-------- SOURCE DOCUMENT --------
Mike Gibbs – Jazz composer, conductor, arranger and producer as well as a trombonist and keyboardist and recipient of a 2017 Gold Badge Award – shares five of his favourite pieces of music, featured in The Works #53.
1. Claude Debussy – Sonata for Flute, Viola, Harp
This has been a favourite piece of mine for eons – I no longer remember when I first heard it. The first 6 bars leave me gasping. They contain so much music – compositionally, harmonically, orchestrationally, structurally, emotionally. I often have to start listening from the beginning again after the opening.
Fairly recently, I learnt that this piece was Jimmy Guiffre’s inspiration for his famous trios, which I always loved. It’s also a fabulous ‘How to Write for Harp’ manual!
2. Gil Evans and Miles Davis – Miles Ahead / Porgy & Bess / Sketches of Spain
These three form a major suite in my experience – and so are lumped together as one. First time I heard this famous Gil/Miles collaboration on Miles Ahead, I knew my life would never be the same – and it hasn’t.
It was the biggest leap forward in my education, and has been a constant yardstick ever since. I immediately wanted to do what Gil did, and that has motivated me for years.
3. Bunk Johnson and his New Orleans Band: When the Saints Go Marching In
I first heard this in my teens while I was still in Zimbabwe, and listening nightly to Willis Conover on Voice of America.
Something happened, I heard in it all the optimism and joy, happiness and warmth, against all the odds that was the African experience in the racially divided society that formed my existence, and I knew then that my life would be in jazz. It was a decision I didn’t have to ponder – there was no other choice.
4. Aretha Franklin: You Make Me Feel Like A Natural Woman
This performance from Kennedy Centre Honors 2015 is one of the most stunning musical experiences I’ve ever watched. From the first note I’m engaged, and taken to the ending on a wave of ecstasy – the groove, the elasticity of the time, culminating with the bursting reaction from the audience. Achieving a reaction like that has become a sort of aspiration of mine, though the striving is more the point than the achieving.
5. Herbert von Karajan featuring Jessye Norman: Richard Wagner’s Liebestod
This extraordinary music is devastatingly masterful. I would hope never to understand it, so as not to diminish my sense of awe. This performance is especially poignant as it’s von Karajan’s last – his movements seemed minimal and pained. Jessye Norman has the most exquisite vocal machinery, which seems to belong to this piece.
There are two Duke Ellington & Paul Gonsalves duets too that have to squeeze into this list of 5 somehow…and, of course, all of Coltrane!
-------- RECORD EXTRACTS --------
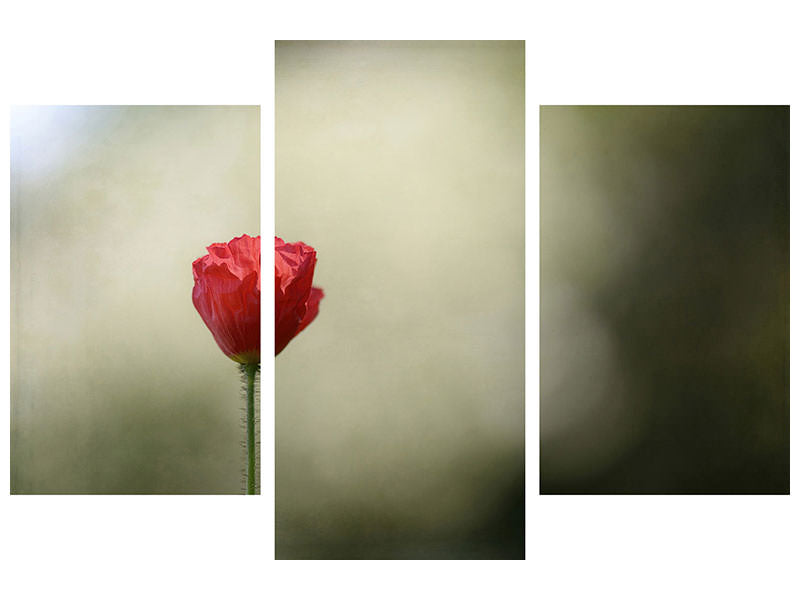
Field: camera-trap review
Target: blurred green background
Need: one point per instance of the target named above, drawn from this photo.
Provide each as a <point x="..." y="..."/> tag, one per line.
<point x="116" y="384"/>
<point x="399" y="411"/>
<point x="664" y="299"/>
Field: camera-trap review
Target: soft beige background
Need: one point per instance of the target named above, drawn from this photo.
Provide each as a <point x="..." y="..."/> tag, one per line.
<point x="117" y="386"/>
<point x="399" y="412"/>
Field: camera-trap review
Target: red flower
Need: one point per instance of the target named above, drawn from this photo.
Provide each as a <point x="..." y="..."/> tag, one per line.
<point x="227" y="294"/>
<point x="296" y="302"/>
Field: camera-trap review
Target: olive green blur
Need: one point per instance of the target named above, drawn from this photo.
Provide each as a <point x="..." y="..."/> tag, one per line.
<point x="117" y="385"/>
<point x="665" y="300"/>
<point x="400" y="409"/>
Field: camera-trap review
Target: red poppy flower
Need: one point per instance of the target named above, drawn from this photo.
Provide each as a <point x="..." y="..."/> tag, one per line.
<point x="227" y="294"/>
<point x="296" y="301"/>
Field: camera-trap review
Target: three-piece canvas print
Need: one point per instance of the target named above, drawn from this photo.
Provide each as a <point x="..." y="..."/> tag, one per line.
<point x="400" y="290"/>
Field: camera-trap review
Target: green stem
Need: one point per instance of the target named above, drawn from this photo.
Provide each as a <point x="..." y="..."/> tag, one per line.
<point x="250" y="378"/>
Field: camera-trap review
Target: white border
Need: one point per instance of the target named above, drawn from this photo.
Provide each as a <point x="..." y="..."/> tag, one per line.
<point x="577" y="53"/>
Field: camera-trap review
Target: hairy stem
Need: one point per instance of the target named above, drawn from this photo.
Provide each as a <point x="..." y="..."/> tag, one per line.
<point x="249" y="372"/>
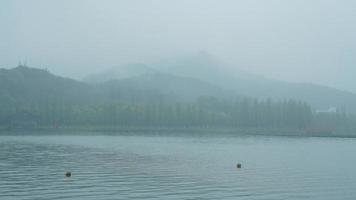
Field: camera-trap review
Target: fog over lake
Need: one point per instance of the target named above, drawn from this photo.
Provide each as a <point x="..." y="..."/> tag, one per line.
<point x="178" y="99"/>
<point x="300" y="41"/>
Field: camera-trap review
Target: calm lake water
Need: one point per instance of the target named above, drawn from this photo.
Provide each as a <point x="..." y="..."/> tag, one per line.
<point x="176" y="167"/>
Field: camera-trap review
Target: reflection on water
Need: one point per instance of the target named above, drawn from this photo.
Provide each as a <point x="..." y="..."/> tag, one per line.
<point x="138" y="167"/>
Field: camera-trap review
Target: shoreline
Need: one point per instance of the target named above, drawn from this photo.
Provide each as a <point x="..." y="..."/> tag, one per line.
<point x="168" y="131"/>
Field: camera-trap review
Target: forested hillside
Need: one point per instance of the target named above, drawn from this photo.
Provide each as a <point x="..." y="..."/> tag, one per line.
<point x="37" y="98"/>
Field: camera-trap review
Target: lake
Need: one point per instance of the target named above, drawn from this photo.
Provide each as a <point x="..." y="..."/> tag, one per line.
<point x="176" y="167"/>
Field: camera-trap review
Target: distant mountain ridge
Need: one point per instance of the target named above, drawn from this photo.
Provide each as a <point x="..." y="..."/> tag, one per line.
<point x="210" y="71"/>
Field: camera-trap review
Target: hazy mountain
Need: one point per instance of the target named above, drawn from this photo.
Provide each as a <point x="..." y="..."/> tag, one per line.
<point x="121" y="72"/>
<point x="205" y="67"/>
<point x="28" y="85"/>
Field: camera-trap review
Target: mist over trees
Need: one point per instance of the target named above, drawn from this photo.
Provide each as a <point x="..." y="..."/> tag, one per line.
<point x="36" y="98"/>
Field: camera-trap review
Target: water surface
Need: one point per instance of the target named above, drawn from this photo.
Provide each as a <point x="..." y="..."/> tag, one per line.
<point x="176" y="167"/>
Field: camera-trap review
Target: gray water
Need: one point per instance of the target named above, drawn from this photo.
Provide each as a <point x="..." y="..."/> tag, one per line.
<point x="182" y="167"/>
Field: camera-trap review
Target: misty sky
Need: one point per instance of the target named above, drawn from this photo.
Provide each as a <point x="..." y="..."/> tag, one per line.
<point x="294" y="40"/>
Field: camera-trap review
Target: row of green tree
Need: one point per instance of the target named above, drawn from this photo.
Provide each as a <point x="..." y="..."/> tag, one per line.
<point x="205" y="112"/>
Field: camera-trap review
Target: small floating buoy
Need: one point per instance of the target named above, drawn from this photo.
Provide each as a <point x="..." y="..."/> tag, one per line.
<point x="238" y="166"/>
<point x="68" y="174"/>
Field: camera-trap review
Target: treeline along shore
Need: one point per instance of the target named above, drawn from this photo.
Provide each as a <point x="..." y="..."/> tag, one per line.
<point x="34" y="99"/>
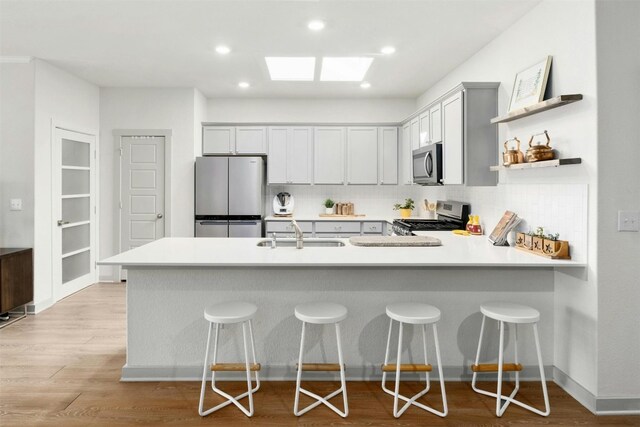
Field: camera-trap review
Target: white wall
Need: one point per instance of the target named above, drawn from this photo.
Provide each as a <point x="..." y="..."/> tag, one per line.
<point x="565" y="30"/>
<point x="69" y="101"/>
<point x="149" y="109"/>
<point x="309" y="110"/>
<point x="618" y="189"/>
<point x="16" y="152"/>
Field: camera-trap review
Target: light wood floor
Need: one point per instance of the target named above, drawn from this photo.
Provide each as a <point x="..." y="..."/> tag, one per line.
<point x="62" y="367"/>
--------
> [COMPLETE THE FOLLOWING]:
A. Give the title of the piece or recordings named in each of the five numbered headings of the Mike Gibbs favorites text.
B. In the Mike Gibbs favorites text, render this sentence in Spanish: "It was a decision I didn’t have to ponder – there was no other choice."

> [ANSWERS TO THE EXERCISE]:
A.
1. Sonata for Flute, Viola, Harp
2. Miles Ahead / Porgy & Bess / Sketches of Spain
3. When the Saints Go Marching In
4. You Make Me Feel Like A Natural Woman
5. Richard Wagner's Liebestod

B. Fue una decisión que no tuve que meditar: no había otra opción.